Things to do:
a) From the WordPress migration page below, copy out the passage that begins at the words "What gets imported" and stops after the words "in Phase 1)".
b) Answer these questions using the WordPress migration page below:
(i) How many steps does the wizard have?
(ii) Where in the admin does the migration live?
(iii) How are authors imported in Phase 1?

Page excerpt:
═══
Probe a live WordPress site, review its theme/builder/content, and import posts, pages, media and taxonomies into a fresh @webhouse/cms site.
What it does
Point at a public WordPress site, click through a 4-step wizard, and end up with a brand-new @webhouse/cms site containing the WP content as JSON documents plus downloaded media. Phase 1 handles the content + media side cleanly; theme/design extraction is Phase 2.
The migration lives at /admin/sites/new → WordPress tab.
What gets imported
- Posts, pages, and custom post types
- Media files (images, PDFs, downloads) — downloaded and stored under
/uploads/ - Featured images, wired to the imported post
- Categories and tags
- Excerpts, publish status, publish date
- Authors (as text — not as a relation collection in Phase 1)
═══
Data shown:

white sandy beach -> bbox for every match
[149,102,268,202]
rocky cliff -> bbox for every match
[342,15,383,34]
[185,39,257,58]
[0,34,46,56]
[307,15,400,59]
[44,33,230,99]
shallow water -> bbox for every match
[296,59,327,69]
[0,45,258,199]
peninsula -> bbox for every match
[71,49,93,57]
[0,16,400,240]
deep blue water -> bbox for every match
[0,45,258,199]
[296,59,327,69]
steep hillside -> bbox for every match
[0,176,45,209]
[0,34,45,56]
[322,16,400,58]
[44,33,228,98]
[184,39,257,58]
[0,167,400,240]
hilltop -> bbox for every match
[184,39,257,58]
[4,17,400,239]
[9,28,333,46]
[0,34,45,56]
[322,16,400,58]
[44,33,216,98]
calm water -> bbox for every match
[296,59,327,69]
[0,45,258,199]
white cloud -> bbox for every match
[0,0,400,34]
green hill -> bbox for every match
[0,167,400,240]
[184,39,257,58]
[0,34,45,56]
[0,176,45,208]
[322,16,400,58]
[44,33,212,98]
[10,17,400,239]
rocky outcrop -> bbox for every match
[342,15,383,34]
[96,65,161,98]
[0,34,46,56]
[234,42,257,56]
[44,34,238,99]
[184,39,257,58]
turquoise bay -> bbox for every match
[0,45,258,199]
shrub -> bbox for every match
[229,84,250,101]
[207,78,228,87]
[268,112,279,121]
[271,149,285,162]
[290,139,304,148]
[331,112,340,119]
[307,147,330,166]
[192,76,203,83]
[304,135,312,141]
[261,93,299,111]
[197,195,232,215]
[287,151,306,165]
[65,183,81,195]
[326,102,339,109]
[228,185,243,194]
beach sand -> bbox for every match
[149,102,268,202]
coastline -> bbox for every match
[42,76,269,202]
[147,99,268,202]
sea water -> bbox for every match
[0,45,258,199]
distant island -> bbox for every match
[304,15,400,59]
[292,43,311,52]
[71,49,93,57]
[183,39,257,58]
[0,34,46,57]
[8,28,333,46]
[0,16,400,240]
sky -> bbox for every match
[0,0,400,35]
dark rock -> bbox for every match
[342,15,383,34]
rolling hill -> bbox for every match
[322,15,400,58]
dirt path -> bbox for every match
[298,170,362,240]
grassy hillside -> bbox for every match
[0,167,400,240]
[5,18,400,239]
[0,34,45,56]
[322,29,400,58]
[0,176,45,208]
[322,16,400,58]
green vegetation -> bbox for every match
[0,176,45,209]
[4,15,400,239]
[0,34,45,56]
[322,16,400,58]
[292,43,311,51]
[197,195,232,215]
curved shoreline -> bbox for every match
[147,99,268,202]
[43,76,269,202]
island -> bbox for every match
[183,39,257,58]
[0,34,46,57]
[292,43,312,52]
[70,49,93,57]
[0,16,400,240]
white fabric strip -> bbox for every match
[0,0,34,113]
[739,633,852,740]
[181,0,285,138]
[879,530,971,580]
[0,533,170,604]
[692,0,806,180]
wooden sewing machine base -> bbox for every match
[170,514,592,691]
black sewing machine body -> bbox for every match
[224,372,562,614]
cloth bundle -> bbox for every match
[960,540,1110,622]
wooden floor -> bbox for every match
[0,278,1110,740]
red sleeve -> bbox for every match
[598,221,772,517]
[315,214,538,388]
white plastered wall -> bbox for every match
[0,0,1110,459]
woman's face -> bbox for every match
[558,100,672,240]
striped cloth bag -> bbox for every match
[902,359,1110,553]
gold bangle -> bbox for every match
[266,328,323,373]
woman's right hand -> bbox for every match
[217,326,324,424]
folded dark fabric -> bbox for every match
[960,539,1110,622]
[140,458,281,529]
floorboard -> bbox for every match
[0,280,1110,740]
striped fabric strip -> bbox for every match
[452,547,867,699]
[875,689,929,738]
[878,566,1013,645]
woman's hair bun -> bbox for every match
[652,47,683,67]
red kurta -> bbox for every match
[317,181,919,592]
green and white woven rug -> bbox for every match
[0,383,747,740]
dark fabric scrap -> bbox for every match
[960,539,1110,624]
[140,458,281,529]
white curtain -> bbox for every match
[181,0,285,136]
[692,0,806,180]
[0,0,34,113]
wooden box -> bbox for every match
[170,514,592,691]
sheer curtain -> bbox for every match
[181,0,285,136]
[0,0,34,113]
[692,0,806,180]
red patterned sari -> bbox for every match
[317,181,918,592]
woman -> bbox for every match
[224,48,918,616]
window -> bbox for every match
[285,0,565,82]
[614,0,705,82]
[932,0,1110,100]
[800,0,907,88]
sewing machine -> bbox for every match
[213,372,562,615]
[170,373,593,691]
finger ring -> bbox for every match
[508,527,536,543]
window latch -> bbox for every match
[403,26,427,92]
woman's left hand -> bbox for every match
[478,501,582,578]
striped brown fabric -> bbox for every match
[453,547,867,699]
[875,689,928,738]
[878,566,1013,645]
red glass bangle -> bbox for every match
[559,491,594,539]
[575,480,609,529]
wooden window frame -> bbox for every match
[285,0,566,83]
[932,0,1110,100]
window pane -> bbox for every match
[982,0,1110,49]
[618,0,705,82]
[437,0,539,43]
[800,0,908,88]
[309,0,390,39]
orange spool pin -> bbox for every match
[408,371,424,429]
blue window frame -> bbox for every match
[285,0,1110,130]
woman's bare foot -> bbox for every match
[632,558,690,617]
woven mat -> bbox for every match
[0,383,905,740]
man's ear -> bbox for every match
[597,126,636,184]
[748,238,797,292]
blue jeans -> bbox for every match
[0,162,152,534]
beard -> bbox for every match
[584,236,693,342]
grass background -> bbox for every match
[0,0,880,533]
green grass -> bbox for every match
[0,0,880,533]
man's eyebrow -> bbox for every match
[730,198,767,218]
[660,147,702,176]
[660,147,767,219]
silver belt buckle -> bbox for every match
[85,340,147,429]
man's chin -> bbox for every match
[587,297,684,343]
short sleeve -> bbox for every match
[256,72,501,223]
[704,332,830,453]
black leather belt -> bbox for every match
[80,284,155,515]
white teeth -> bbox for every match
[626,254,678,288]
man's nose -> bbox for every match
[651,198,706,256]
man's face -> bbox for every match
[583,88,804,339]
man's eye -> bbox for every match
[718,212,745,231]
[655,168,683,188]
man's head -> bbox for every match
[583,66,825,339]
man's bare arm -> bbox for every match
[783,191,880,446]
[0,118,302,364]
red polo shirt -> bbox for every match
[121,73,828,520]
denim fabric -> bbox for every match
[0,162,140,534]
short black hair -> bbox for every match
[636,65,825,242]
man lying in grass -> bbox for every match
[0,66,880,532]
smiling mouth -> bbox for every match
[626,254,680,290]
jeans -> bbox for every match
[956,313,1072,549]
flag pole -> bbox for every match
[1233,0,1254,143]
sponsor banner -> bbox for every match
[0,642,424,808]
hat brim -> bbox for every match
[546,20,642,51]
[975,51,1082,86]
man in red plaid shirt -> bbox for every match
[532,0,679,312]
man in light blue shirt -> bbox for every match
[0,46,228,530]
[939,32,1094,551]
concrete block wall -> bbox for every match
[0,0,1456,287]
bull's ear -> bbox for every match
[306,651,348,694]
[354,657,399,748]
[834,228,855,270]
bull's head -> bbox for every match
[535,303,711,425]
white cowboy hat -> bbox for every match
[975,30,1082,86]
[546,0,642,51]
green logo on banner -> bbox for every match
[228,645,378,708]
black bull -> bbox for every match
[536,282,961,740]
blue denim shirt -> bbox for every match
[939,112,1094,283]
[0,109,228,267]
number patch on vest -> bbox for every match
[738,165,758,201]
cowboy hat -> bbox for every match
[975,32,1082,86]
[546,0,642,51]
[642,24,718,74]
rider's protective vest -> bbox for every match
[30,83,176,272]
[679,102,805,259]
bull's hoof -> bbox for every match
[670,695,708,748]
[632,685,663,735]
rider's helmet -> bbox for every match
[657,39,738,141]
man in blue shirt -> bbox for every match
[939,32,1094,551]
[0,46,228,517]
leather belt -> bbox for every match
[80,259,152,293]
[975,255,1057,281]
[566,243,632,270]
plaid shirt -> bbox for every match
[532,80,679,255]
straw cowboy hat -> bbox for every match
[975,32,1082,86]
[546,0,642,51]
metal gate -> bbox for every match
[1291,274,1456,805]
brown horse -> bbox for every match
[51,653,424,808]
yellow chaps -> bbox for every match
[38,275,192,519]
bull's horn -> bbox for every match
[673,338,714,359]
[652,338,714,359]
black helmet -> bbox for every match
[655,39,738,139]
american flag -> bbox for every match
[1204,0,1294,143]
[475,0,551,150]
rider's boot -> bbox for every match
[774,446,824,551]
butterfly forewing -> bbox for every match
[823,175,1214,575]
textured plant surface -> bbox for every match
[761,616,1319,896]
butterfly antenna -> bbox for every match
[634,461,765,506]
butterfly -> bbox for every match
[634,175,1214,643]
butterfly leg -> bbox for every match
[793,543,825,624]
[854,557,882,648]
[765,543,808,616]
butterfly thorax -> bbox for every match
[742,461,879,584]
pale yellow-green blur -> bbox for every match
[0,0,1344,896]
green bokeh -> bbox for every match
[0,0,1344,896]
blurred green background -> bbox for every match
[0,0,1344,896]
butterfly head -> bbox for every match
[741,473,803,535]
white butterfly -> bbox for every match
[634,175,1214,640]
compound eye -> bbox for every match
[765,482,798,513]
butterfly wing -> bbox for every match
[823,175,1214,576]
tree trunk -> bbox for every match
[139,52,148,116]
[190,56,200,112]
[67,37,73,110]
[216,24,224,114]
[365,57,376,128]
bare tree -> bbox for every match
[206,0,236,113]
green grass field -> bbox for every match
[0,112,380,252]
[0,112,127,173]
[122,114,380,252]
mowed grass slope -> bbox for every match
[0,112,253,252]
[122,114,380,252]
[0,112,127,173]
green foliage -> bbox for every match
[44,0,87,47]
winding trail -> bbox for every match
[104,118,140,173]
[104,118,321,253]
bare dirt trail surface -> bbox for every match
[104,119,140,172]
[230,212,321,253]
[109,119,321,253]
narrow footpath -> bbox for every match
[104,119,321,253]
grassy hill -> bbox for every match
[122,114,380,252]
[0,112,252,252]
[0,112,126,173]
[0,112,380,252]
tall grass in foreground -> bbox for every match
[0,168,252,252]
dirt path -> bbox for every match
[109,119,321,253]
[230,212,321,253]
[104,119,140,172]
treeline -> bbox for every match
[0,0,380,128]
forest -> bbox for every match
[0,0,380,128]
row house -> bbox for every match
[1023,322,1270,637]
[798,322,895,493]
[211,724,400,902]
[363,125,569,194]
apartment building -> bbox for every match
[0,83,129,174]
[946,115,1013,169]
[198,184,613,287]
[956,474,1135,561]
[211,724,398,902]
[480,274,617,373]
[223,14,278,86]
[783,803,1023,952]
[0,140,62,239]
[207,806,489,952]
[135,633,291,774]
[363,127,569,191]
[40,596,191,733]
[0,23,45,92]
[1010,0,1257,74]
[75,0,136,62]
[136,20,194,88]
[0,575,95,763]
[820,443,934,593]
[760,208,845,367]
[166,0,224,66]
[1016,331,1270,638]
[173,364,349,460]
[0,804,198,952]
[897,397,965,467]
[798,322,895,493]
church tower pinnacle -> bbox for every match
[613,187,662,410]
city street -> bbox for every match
═══
Solutions to the tasks:
a)
What gets imported
- Posts, pages, and custom post types
- Media files (images, PDFs, downloads) — downloaded and stored under
/uploads/ - Featured images, wired to the imported post
- Categories and tags
- Excerpts, publish status, publish date
- Authors (as text — not as a relation collection in Phase 1)

b)
(i) Four steps.
(ii) At /admin/sites/new, under the WordPress tab.
(iii) As text, not as a relation collection.